## The records:
★ ★ ★ ★
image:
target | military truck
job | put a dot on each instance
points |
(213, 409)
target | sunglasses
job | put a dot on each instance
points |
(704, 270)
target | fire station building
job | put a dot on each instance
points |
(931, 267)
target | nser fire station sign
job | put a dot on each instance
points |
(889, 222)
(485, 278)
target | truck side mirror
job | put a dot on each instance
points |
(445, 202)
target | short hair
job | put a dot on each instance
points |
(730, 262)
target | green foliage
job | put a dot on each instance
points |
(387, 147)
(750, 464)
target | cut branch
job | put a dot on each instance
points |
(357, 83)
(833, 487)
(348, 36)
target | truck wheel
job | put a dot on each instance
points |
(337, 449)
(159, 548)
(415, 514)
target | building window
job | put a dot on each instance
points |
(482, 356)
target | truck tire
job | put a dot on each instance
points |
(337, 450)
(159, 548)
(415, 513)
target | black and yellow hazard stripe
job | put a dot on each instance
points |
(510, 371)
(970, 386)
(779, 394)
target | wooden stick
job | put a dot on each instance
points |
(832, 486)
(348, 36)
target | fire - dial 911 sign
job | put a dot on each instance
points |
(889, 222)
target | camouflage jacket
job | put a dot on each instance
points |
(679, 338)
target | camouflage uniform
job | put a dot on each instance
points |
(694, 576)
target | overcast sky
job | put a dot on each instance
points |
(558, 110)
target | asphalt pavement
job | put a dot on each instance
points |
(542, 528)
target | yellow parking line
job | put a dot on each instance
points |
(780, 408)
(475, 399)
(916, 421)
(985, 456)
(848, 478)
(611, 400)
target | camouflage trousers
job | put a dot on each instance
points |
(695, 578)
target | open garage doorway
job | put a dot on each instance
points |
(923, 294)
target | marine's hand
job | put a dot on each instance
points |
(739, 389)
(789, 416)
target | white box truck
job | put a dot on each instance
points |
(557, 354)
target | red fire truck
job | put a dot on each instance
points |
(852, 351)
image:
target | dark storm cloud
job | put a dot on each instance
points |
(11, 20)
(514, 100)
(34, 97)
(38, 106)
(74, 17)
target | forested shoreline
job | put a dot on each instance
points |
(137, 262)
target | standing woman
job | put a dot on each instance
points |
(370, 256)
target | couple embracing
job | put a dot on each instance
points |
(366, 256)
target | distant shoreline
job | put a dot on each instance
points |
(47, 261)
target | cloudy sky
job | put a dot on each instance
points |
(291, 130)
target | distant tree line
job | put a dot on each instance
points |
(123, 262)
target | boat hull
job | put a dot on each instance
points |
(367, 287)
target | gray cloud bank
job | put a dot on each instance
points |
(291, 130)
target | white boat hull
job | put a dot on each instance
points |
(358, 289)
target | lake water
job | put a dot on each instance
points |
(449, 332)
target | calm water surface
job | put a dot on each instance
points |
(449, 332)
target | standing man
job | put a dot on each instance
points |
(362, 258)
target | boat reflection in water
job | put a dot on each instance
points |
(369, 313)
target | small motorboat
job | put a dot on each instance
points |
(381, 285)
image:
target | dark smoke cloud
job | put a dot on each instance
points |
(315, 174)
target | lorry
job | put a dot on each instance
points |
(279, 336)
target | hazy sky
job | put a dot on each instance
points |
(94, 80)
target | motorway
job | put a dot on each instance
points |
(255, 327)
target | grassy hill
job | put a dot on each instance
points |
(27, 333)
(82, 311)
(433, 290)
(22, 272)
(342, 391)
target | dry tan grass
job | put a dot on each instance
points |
★ ★ ★ ★
## What to work on:
Nothing should be returned except the lines from the one containing "target | camouflage trousers" through the last line of the data, each restated word for word.

## Solution:
target | camouflage trousers
job | put a dot on each instance
points |
(695, 578)
target | open garage doorway
job | put a dot on each instance
points |
(923, 294)
target | marine's hand
job | put a dot on each instance
points |
(739, 389)
(789, 416)
target | white box truck
job | put a dot on each instance
points |
(557, 354)
target | red fire truck
job | put a dot on each instance
points |
(852, 351)
image:
target | dark storm cloud
job | put a dot on each instance
points |
(11, 20)
(514, 100)
(34, 97)
(38, 106)
(74, 17)
target | forested shoreline
job | put a dot on each instance
points |
(137, 262)
target | standing woman
job | put a dot on each instance
points |
(370, 256)
target | couple embracing
job | put a dot on each instance
points |
(366, 256)
target | distant shoreline
job | put a dot on each instance
points |
(47, 261)
target | cloudy sky
job | put a dot on each instance
points |
(291, 130)
target | distant tree line
job | put a dot on each instance
points |
(123, 262)
target | boat hull
job | put a dot on each instance
points |
(367, 287)
target | gray cloud bank
job | put a dot on each instance
points |
(291, 130)
target | white boat hull
job | put a dot on each instance
points |
(358, 289)
target | lake water
job | put a dot on each instance
points |
(449, 332)
target | calm water surface
job | put a dot on each instance
points |
(449, 332)
target | standing man
job | put a dot on each instance
points |
(362, 258)
target | boat reflection in water
job | put a dot on each instance
points |
(369, 313)
target | small motorboat
job | put a dot on each instance
points |
(381, 285)
image:
target | dark smoke cloud
job | put a dot on each instance
points |
(315, 174)
target | lorry
job | put a dot on each instance
points |
(279, 336)
target | hazy sky
job | put a dot on each instance
points |
(94, 80)
target | motorway
job | put a dot on each instance
points |
(255, 327)
target | grassy hill
job | put a dot on each instance
points |
(27, 333)
(82, 311)
(433, 290)
(22, 272)
(342, 391)
target | dry tan grass
job | put a dot on each instance
points |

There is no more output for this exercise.